[START OF SOURCE DOCUMENT]

Thomas wrote:Cycloptichorn wrote:Or, what if your fund is heavily invested in a couple of Neo-Enrons?
It wouldn't be: Because I'd have the liberty to avoid such funds, I could -- and would choose a well-hedged fund. For example, my current retirement savings are invested in broad-based, exchange-traded index funds. Specifically, I invested half of the money in the Euro Corporate Bond Index and the other half in the EuroStoxx index (Europe's Dow, basically). Both funds hold assets of about 50 corporations, and chances are there's an Enron or two among them. So what? 48-49 companies will still survive. Risks like these are easy to hedge by choosing the right fund.
You didn't fully quote me. I said,
Quote:
Or, what if your fund is heavily invested in a couple of Neo-Enrons? You could lose everything. Sure, you say 'I'm smart, I wouldn't do that' but others aren't so smart. The point of SS is to keep old people from starving, not to garner the maximum possible return.
Unfortunately, a large percentage of our population is either unintelligent or poorly educated or both. Yet, when these people are old, they need to eat as well. That is what social security is for; to keep people from starving to death. This is seen as a good goal for society (even if it is not a profitable enterprise) because it removes a lot of the pressure that builds up from starvation and extreme poverty amongst old folks. It also allows the American model of single-generation housing to continue in the fashion which it has.

[END OF SOURCE DOCUMENT]
[START OF RECORD EXCERPTS]

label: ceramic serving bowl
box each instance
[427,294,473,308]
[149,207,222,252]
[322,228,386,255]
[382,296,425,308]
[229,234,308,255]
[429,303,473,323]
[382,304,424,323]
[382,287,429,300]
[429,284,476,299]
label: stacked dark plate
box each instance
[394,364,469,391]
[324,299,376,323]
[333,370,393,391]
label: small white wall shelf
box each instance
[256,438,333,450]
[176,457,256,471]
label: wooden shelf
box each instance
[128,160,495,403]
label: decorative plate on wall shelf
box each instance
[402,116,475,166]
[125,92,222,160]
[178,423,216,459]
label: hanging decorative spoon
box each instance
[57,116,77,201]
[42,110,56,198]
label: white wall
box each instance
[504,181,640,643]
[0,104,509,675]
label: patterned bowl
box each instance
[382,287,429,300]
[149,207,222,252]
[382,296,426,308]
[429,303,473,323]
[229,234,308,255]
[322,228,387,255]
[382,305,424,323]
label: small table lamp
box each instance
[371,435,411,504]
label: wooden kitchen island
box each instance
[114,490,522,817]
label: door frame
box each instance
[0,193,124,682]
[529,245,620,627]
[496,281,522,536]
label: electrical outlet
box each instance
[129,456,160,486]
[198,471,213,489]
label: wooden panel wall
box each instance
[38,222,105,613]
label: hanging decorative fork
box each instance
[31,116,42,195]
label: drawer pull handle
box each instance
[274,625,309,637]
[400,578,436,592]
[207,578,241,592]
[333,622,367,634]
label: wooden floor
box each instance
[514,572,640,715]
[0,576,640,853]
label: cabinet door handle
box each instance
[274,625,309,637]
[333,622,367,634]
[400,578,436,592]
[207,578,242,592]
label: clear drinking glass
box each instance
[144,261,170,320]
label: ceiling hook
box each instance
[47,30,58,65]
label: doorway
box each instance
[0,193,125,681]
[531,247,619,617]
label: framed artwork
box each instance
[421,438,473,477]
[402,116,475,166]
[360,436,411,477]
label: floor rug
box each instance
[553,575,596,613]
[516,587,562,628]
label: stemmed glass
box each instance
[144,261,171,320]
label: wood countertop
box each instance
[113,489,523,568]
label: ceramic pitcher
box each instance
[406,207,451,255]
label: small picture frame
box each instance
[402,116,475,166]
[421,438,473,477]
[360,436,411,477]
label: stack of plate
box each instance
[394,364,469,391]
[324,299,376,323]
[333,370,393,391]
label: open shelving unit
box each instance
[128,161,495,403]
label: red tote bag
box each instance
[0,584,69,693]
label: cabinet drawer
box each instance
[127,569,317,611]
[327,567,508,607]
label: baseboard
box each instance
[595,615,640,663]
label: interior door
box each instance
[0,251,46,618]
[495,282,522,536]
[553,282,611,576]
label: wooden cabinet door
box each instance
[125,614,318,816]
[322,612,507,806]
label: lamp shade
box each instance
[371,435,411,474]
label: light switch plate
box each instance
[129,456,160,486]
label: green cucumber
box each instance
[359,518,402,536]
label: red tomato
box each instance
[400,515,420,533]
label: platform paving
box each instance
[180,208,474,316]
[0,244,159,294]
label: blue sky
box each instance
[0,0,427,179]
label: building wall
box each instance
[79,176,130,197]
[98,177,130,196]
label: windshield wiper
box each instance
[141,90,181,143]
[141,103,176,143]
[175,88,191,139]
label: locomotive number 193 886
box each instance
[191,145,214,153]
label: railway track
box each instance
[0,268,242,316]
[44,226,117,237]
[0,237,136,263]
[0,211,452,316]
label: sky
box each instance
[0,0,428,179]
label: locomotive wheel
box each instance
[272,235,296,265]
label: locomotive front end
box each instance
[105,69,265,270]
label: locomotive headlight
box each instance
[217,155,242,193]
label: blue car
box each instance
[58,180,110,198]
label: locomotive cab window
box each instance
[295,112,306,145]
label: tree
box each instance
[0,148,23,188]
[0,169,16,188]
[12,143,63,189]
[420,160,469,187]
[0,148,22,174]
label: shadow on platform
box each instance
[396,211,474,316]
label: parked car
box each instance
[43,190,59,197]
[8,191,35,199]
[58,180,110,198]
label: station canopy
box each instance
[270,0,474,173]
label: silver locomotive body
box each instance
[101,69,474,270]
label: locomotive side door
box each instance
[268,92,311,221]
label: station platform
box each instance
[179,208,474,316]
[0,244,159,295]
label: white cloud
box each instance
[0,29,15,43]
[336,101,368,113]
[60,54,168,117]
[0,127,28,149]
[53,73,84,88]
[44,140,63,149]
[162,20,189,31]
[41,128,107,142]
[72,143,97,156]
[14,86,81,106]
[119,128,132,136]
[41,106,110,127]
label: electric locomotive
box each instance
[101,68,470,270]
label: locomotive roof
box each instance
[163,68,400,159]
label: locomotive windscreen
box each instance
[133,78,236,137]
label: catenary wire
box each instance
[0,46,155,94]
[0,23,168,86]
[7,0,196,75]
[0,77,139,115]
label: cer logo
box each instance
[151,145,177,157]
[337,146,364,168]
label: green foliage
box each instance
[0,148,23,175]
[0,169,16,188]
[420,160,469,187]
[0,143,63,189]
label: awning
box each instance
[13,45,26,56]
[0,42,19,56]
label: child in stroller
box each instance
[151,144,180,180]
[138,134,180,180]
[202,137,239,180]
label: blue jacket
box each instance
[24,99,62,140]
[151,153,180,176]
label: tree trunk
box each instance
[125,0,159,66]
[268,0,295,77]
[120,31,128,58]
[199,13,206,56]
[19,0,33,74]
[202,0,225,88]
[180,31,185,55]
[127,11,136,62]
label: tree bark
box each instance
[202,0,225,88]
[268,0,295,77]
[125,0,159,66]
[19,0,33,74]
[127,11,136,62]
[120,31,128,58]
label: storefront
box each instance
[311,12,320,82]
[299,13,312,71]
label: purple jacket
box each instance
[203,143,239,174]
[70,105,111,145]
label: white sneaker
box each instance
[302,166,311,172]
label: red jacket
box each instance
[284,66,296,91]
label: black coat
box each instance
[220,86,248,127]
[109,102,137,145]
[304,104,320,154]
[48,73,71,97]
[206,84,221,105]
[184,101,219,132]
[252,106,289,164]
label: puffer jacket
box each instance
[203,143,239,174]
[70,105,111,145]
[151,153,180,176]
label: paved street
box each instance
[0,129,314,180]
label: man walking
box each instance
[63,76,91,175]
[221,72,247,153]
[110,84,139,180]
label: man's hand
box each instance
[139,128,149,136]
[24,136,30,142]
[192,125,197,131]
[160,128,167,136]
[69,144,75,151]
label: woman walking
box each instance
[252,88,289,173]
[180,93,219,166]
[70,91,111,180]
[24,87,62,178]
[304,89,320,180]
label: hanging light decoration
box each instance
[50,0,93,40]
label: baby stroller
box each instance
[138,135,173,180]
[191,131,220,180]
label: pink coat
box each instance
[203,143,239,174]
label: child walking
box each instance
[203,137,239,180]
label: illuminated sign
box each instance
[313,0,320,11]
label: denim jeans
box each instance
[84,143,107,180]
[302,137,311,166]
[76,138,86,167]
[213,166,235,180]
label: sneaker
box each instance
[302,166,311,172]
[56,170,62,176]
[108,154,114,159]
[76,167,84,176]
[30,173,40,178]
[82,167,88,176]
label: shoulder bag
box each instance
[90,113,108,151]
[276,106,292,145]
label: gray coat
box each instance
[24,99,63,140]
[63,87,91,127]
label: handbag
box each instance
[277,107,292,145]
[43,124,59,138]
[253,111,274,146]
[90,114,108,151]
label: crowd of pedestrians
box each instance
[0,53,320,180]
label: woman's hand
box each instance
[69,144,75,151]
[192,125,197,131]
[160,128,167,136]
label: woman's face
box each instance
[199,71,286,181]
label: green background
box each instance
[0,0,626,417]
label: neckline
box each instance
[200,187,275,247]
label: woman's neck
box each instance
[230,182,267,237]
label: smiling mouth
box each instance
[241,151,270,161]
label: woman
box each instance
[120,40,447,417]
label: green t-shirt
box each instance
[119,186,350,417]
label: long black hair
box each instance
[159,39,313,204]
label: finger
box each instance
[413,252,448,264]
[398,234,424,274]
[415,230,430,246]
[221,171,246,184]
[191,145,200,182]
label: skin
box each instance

[END OF RECORD EXCERPTS]

### SHORT TASK A
Summarize the forum exchange in two sentences.
### SHORT TASK B
Echo the stretch of the forum exchange from "It wouldn't be: Because" through "maximum possible return.".

### REPLY A
Thomas argues that a fund heavily invested in Neo-Enrons is not a real danger for him because he would choose a well-hedged fund, like his broad-based index funds split between the Euro Corporate Bond Index and the EuroStoxx index, where 48-49 of about 50 companies would survive. The reply says it was not fully quoted and argues that many people are unintelligent or poorly educated, and that social security exists to keep them from starving in old age rather than to garner the maximum possible return.

### REPLY B
It wouldn't be: Because I'd have the liberty to avoid such funds, I could -- and would choose a well-hedged fund. For example, my current retirement savings are invested in broad-based, exchange-traded index funds. Specifically, I invested half of the money in the Euro Corporate Bond Index and the other half in the EuroStoxx index (Europe's Dow, basically). Both funds hold assets of about 50 corporations, and chances are there's an Enron or two among them. So what? 48-49 companies will still survive. Risks like these are easy to hedge by choosing the right fund.
You didn't fully quote me. I said,
Quote:
Or, what if your fund is heavily invested in a couple of Neo-Enrons? You could lose everything. Sure, you say 'I'm smart, I wouldn't do that' but others aren't so smart. The point of SS is to keep old people from starving, not to garner the maximum possible return.